[Collection entries]
----

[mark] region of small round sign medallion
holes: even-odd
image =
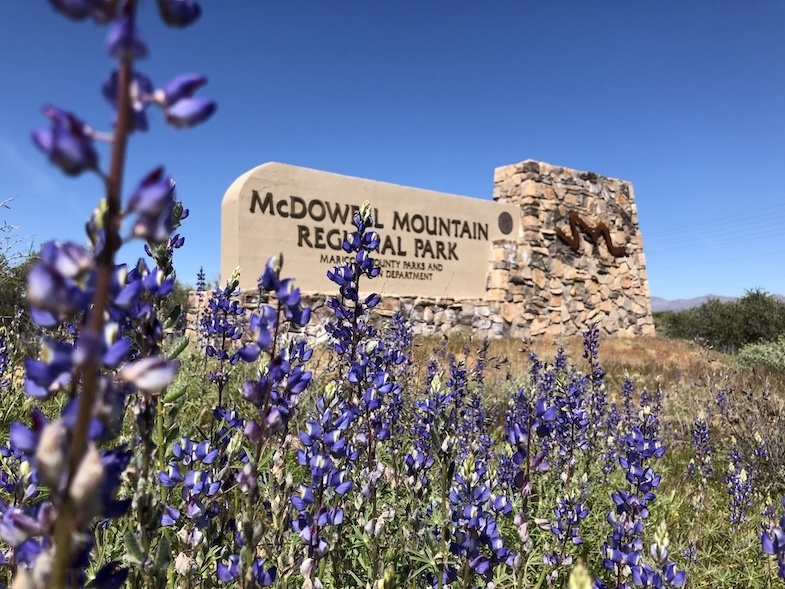
[[[510,213],[499,215],[499,230],[505,235],[509,235],[512,232],[512,217]]]

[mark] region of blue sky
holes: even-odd
[[[191,210],[186,282],[218,276],[221,198],[261,163],[491,198],[495,167],[532,158],[633,183],[652,295],[785,294],[779,0],[205,0],[186,30],[141,4],[138,69],[204,73],[219,104],[187,131],[152,112],[131,143],[126,194],[164,164]],[[100,197],[29,137],[48,103],[109,129],[104,36],[0,0],[2,220],[38,244],[83,241]]]

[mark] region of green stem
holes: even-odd
[[[130,18],[135,13],[135,0],[128,0],[126,6]],[[112,273],[114,271],[114,255],[120,249],[121,239],[119,234],[121,215],[121,197],[123,171],[125,168],[125,152],[128,135],[131,130],[131,60],[128,56],[121,58],[118,67],[117,82],[117,124],[112,141],[111,164],[109,176],[106,178],[106,213],[104,216],[105,241],[103,249],[99,252],[97,265],[97,280],[93,307],[90,312],[89,331],[100,334],[104,327],[104,312],[109,300]],[[69,464],[69,479],[62,493],[62,503],[58,507],[58,517],[55,521],[55,561],[52,569],[52,587],[66,586],[67,571],[71,563],[71,535],[79,531],[79,509],[70,498],[69,490],[74,476],[82,463],[87,451],[87,431],[95,404],[97,383],[97,367],[88,364],[82,371],[82,395],[79,401],[79,412],[71,439],[71,458]]]

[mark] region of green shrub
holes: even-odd
[[[739,350],[739,362],[747,368],[785,372],[785,335],[774,342],[744,346]]]
[[[666,337],[696,340],[735,352],[785,335],[785,302],[755,289],[736,301],[709,299],[694,309],[658,313],[655,321]]]

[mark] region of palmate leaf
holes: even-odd
[[[155,559],[153,560],[153,566],[155,570],[159,573],[164,573],[167,571],[169,566],[172,564],[172,544],[169,542],[169,538],[166,535],[161,536],[161,540],[158,542],[158,546],[155,550]]]
[[[185,351],[185,348],[188,347],[189,343],[191,343],[191,340],[188,339],[185,336],[177,338],[172,343],[172,345],[170,345],[167,348],[167,350],[166,350],[166,359],[167,360],[174,360],[175,358],[177,358],[180,354],[183,353],[183,351]]]
[[[136,537],[131,530],[128,530],[124,536],[125,540],[125,557],[128,559],[128,562],[131,564],[136,565],[143,565],[146,558],[144,555],[144,551],[142,550],[141,544],[139,544],[139,538]]]

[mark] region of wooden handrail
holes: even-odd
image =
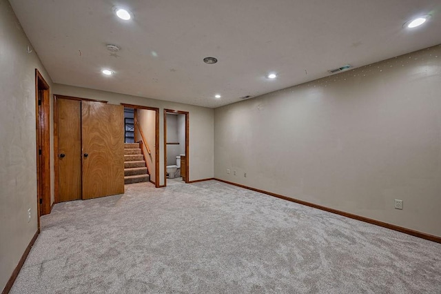
[[[145,148],[147,149],[147,152],[148,154],[150,154],[150,148],[149,148],[149,144],[147,143],[147,140],[145,139],[145,137],[144,137],[144,133],[143,133],[143,129],[141,128],[141,126],[139,125],[139,123],[138,122],[138,119],[136,119],[136,117],[134,117],[134,120],[135,120],[135,124],[136,124],[136,126],[139,130],[141,137],[143,139],[143,142],[144,142],[144,144],[145,144]]]

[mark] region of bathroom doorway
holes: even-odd
[[[164,184],[189,182],[189,112],[164,109]]]

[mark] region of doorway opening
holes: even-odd
[[[124,106],[124,181],[159,187],[159,108]]]
[[[164,186],[189,182],[189,112],[164,109]]]
[[[39,228],[40,216],[50,213],[50,144],[49,85],[35,69],[37,137],[37,195]]]

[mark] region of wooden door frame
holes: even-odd
[[[35,69],[35,124],[37,144],[37,203],[38,226],[40,216],[50,213],[50,87],[38,69]],[[41,92],[41,99],[39,94]],[[41,104],[41,112],[39,112]],[[41,115],[40,115],[41,113]],[[41,137],[39,135],[41,134]],[[40,200],[41,199],[41,200]],[[40,205],[40,201],[42,202]],[[40,213],[40,209],[42,213]]]
[[[59,99],[65,99],[69,100],[79,101],[93,101],[102,103],[107,103],[107,101],[95,100],[88,98],[79,98],[70,96],[54,95],[54,203],[59,203],[59,158],[58,158],[58,104]]]
[[[189,112],[182,110],[174,110],[172,109],[164,108],[164,186],[167,186],[167,114],[175,113],[178,115],[185,115],[185,158],[187,164],[185,165],[185,183],[189,182]]]
[[[145,109],[147,110],[153,110],[155,112],[154,121],[154,186],[159,188],[159,108],[156,107],[143,106],[141,105],[127,104],[125,103],[121,104],[123,106],[128,108],[134,108],[135,110],[133,115],[136,115],[137,109]],[[136,125],[134,126],[135,132],[134,137],[136,138]],[[136,141],[136,139],[135,139]],[[147,163],[145,163],[147,164]]]

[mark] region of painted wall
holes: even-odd
[[[438,46],[216,108],[214,175],[441,236],[440,93]]]
[[[0,290],[37,231],[35,68],[52,85],[27,46],[33,50],[9,2],[0,0]],[[52,199],[53,187],[52,177]]]
[[[116,77],[103,77],[109,79]],[[54,94],[82,98],[105,100],[112,104],[126,103],[159,108],[159,176],[164,184],[164,108],[189,112],[189,175],[190,181],[213,177],[214,116],[212,108],[156,100],[111,92],[100,91],[54,84]]]
[[[145,144],[143,145],[144,148],[144,154],[147,157],[147,166],[149,166],[149,173],[150,174],[150,181],[154,182],[155,175],[156,170],[155,170],[155,160],[156,155],[154,153],[155,144],[155,123],[156,123],[156,112],[154,110],[149,110],[147,109],[138,109],[136,110],[136,115],[138,117],[138,121],[143,129],[143,133],[145,136],[145,139],[150,148],[150,154],[148,154],[147,149],[145,148]],[[141,133],[139,129],[137,129],[137,138],[138,141],[141,139]]]

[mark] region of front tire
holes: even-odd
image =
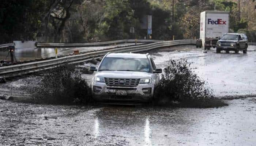
[[[248,47],[248,46],[246,45],[246,47],[245,49],[245,50],[243,50],[243,53],[246,54],[247,53],[247,48]]]
[[[237,48],[235,50],[235,53],[239,53],[239,50],[240,50],[240,48],[239,48],[239,46],[237,46]]]

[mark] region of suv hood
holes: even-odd
[[[218,41],[218,43],[222,43],[223,42],[237,42],[238,41],[238,40],[235,40],[234,39],[221,39],[219,41]]]
[[[101,71],[95,76],[100,77],[124,78],[143,78],[151,77],[151,73],[141,72]]]

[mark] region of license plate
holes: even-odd
[[[126,90],[116,90],[116,95],[126,96],[127,95],[127,93]]]

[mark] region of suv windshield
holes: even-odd
[[[149,72],[150,67],[147,58],[105,57],[99,71],[117,70]]]
[[[234,39],[237,40],[237,35],[234,34],[226,34],[223,35],[222,39]]]

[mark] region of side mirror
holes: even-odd
[[[89,70],[93,71],[97,71],[97,69],[96,68],[96,67],[93,66],[90,66]]]
[[[162,72],[162,69],[156,69],[155,70],[153,71],[153,73],[161,73]]]

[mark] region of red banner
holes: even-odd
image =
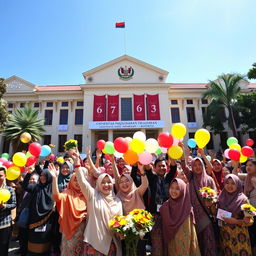
[[[106,96],[94,95],[93,121],[106,121]]]
[[[118,121],[119,95],[108,95],[108,121]]]
[[[145,96],[133,95],[134,120],[145,120]]]
[[[159,97],[158,94],[147,94],[148,120],[160,120]]]

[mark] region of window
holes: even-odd
[[[189,123],[196,122],[195,108],[187,108],[187,119]]]
[[[68,124],[68,110],[67,109],[60,110],[60,124]]]
[[[171,100],[172,105],[178,105],[178,100]]]
[[[68,107],[68,102],[67,102],[67,101],[61,102],[61,106],[62,106],[62,107]]]
[[[78,101],[76,103],[77,107],[83,107],[84,106],[84,102],[83,101]]]
[[[45,125],[52,125],[52,114],[53,114],[52,110],[47,109],[44,111],[44,124]]]
[[[171,108],[172,123],[180,122],[180,110],[179,108]]]
[[[76,109],[75,124],[83,124],[83,115],[84,115],[83,109]]]
[[[59,146],[58,146],[58,151],[59,152],[64,152],[64,144],[67,141],[67,135],[59,135]]]
[[[121,120],[132,120],[132,98],[121,98]]]
[[[78,151],[82,152],[83,147],[83,135],[82,134],[75,134],[74,139],[77,140],[78,143]]]
[[[51,135],[44,135],[44,145],[49,145],[51,144]]]

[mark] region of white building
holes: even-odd
[[[95,146],[98,139],[113,141],[137,130],[156,138],[162,131],[170,132],[173,123],[182,122],[188,138],[203,125],[202,111],[208,102],[201,96],[206,83],[166,83],[167,71],[127,55],[83,76],[85,84],[63,86],[37,86],[17,76],[5,80],[8,110],[25,103],[38,108],[46,130],[41,143],[56,145],[55,154],[73,138],[84,152],[86,145]],[[241,87],[255,90],[256,84],[244,82]],[[212,136],[208,148],[219,149],[228,136],[230,130]],[[9,152],[9,143],[1,136],[0,152]]]

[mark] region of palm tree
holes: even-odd
[[[237,127],[234,118],[234,104],[240,93],[240,82],[244,77],[239,74],[223,74],[215,81],[210,81],[208,89],[203,93],[203,98],[209,98],[219,102],[220,107],[228,110],[228,123],[233,135],[237,135]]]
[[[25,105],[24,108],[17,108],[4,130],[4,136],[7,141],[12,143],[13,151],[17,152],[26,149],[27,146],[20,141],[20,135],[28,132],[31,135],[31,141],[39,141],[45,132],[43,128],[43,119],[38,119],[38,110],[31,105]]]

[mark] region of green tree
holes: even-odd
[[[38,119],[38,110],[32,108],[31,105],[25,105],[24,108],[17,108],[13,114],[10,115],[4,136],[12,143],[13,151],[21,151],[27,149],[27,144],[20,141],[20,135],[23,132],[28,132],[32,141],[39,141],[43,133],[44,120]]]
[[[252,68],[248,71],[247,76],[249,79],[256,79],[256,63],[252,64]]]
[[[6,108],[7,102],[3,99],[3,95],[5,94],[5,92],[6,85],[4,84],[4,79],[0,78],[0,132],[3,131],[9,116]]]
[[[216,81],[210,81],[209,87],[203,93],[203,98],[218,102],[219,107],[228,110],[228,124],[233,135],[237,136],[237,126],[234,117],[234,104],[240,94],[240,82],[244,79],[239,74],[223,74]]]

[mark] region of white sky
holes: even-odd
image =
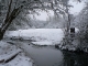
[[[73,13],[73,14],[78,14],[82,10],[82,8],[85,6],[84,2],[79,3],[79,2],[75,2],[75,1],[69,1],[69,3],[72,6],[74,6],[74,8],[70,8],[70,13]]]
[[[84,2],[80,2],[79,3],[79,2],[76,2],[76,1],[69,1],[69,3],[72,6],[74,6],[73,8],[70,8],[69,12],[72,14],[75,14],[75,15],[78,14],[82,10],[82,8],[85,6]],[[50,11],[50,14],[51,14],[51,16],[53,16],[54,15],[54,12],[53,11]],[[47,13],[45,11],[40,11],[40,15],[35,14],[35,18],[37,20],[40,20],[40,21],[46,21],[47,18],[48,18],[48,15],[47,15]]]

----

TO BE DONE: Please report how many lines of the data contain the word "tree", giving only the number.

RESULT OF THE EXERCISE: 2